SOURCE TEXT:
§

Catching up on the LTRO flow

First some charts from Barclays:

The chart on the right shows the declining level of excess liquidity in the euro area as LTRO payments continue to bite. Barclays’ forecast puts the breach of the ‘psychological level’ of €200bn, below which Eonia may start to be sensitive to changes in liquidity conditions, in Q3/Q4 if the pace of weekly repayments remains at around €6bn (the average weekly payback, excluding the two big repayments on the first day of the exit option window for each operation). That isn’t something many people were predicting at the start of the year.

Their rational:

So far a total of €252.8bn (including €8bn that will be repaid on Wednesday 10 April) out of almost €1trn of the 3y liquidity borrowed at the two operations has been repaid. As a consequence, the liquidity surplus has declined to about €370bn. As shown in Figure 2, the paybacks have come mainly from banks in core countries, while peripheral banks have reimbursed only a small part of their total borrowings. However, it is likely that peripheral banks will start to repay before maturity to plan a gradual exit from the two operations (this holds true for Italian banks, which have not reimbursed anything yet, but it is unlikely that they will repay the entire amount of their 3y borrowing, €255bn, on the day of the natural maturity of the two operations).

§

DATASET RECORDS:
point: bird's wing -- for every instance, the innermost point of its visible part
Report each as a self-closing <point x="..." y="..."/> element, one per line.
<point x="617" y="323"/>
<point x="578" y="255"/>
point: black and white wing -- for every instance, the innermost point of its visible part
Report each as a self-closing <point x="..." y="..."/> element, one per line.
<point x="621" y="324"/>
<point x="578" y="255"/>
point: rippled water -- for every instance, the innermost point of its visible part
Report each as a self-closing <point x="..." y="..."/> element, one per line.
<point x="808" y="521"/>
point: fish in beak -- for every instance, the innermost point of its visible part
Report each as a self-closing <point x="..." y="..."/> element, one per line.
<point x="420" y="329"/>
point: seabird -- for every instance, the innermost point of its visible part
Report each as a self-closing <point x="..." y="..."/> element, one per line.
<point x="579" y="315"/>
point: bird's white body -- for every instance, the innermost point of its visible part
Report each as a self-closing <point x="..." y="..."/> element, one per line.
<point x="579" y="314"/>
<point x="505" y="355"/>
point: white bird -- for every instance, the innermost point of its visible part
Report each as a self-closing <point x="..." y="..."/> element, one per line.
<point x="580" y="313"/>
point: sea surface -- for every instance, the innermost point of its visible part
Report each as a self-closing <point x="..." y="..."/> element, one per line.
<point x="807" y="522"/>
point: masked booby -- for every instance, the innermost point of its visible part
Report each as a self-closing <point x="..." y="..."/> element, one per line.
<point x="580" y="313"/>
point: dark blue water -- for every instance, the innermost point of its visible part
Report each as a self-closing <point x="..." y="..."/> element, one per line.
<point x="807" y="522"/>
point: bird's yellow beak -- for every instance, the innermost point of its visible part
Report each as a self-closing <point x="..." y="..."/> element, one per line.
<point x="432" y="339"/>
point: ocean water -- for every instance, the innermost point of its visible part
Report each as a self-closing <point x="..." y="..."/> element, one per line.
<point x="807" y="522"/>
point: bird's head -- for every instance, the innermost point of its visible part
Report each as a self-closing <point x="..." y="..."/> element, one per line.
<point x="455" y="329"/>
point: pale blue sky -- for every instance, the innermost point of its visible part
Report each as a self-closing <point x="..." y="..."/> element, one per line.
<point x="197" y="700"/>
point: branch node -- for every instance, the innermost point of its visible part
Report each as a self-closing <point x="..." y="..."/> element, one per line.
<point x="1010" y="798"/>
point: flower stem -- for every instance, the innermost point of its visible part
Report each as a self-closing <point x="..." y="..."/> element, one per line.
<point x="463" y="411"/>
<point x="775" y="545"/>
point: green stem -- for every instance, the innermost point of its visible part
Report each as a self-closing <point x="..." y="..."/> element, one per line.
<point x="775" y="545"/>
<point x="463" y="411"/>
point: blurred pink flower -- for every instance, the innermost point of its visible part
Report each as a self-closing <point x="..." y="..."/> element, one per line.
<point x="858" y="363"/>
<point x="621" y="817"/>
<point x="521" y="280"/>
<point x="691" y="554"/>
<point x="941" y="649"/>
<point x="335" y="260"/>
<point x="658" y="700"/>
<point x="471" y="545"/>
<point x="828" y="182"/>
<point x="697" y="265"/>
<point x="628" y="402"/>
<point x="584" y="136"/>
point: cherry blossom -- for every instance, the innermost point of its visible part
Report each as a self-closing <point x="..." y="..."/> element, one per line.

§

INSTRUCTIONS TO FOLLOW:
In the text on LTRO repayments, about how large has the liquidity surplus become after the repayments so far?

EXERCISE ANSWER:
About €370bn.